◆ Task details ◆
Count how many lines in the entries below contain the string "region", treating uppercase and lowercase as different. Reply with the number only.

◆ Material supplied ◆

───

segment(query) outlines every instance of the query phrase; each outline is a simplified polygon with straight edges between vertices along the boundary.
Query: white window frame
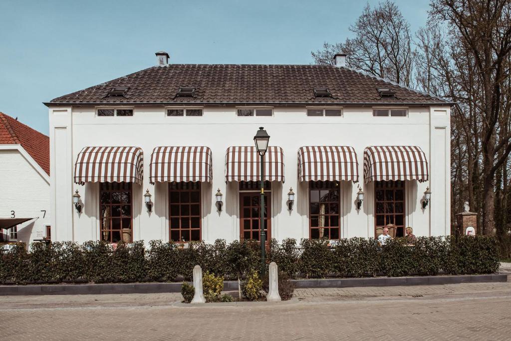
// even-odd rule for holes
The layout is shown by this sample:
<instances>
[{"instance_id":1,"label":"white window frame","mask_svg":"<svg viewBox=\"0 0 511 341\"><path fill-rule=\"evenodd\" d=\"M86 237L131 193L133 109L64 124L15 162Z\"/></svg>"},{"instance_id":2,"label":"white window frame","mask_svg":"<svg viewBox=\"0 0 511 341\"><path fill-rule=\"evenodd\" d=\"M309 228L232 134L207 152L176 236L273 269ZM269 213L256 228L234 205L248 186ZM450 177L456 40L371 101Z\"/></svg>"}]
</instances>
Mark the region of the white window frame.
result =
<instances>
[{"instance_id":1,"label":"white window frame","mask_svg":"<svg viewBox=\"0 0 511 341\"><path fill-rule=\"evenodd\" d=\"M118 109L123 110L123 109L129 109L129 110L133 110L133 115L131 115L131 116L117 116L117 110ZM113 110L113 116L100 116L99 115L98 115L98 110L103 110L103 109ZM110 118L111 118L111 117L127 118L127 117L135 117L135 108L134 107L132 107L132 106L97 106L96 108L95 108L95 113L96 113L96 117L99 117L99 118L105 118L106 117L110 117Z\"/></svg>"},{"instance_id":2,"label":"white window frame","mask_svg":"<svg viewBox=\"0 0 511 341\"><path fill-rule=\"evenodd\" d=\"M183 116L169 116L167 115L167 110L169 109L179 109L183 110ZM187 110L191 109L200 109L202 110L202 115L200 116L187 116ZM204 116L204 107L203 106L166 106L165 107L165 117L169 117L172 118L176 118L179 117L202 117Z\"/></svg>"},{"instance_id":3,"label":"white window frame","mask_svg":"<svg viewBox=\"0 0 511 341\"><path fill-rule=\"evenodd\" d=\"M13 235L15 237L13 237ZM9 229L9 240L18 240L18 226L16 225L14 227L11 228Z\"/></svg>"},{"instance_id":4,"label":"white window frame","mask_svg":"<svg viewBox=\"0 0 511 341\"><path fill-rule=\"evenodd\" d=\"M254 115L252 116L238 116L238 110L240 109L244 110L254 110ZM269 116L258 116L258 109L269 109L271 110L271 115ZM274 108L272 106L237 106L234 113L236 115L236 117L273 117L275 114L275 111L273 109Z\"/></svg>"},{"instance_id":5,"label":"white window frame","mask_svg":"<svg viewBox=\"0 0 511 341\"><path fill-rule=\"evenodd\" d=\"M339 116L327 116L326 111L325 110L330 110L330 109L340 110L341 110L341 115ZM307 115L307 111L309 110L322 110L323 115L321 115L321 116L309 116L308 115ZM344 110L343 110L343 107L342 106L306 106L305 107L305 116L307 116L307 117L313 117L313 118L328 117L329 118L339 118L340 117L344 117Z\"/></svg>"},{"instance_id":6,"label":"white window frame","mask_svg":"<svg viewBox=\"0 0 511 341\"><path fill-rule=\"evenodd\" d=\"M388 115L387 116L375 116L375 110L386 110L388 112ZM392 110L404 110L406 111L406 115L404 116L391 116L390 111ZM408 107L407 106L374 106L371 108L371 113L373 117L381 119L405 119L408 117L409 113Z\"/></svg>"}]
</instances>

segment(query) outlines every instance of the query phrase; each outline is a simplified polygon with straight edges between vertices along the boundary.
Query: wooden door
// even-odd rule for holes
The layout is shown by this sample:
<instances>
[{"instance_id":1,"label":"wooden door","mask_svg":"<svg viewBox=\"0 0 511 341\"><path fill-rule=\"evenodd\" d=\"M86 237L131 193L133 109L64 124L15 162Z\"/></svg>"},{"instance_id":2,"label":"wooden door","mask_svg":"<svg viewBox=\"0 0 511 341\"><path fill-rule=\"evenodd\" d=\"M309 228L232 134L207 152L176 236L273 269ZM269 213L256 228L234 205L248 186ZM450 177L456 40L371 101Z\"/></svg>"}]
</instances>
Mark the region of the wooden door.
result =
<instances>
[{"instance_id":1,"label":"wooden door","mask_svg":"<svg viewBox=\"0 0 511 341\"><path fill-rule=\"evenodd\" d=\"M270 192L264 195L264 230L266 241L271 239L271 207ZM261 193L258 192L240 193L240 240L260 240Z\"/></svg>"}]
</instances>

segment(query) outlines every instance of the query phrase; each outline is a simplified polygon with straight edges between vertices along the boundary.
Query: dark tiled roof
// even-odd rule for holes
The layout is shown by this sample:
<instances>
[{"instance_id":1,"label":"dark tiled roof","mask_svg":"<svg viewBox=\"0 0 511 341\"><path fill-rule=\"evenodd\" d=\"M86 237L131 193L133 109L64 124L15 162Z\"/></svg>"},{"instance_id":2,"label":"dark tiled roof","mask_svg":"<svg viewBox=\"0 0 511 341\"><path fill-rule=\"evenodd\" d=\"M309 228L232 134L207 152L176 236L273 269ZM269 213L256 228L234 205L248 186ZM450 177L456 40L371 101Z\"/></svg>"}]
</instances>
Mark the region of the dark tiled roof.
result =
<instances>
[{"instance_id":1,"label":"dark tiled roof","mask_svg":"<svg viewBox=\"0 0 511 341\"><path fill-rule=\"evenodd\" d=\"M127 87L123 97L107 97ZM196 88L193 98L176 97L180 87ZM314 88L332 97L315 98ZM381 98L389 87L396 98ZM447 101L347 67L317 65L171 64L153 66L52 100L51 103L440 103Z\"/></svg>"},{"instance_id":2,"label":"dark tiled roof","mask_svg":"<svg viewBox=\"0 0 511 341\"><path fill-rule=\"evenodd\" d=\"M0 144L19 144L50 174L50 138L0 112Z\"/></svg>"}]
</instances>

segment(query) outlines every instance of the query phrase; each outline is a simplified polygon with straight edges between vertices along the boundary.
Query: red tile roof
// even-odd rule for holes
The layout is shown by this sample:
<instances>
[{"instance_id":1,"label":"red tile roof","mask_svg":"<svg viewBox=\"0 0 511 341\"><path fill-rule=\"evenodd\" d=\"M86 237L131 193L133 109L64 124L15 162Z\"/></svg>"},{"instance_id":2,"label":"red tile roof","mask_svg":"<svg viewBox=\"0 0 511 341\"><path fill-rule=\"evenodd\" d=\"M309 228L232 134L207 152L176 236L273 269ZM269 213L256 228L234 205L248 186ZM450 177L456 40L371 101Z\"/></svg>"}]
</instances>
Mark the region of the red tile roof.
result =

───

◆ Exercise solution ◆
4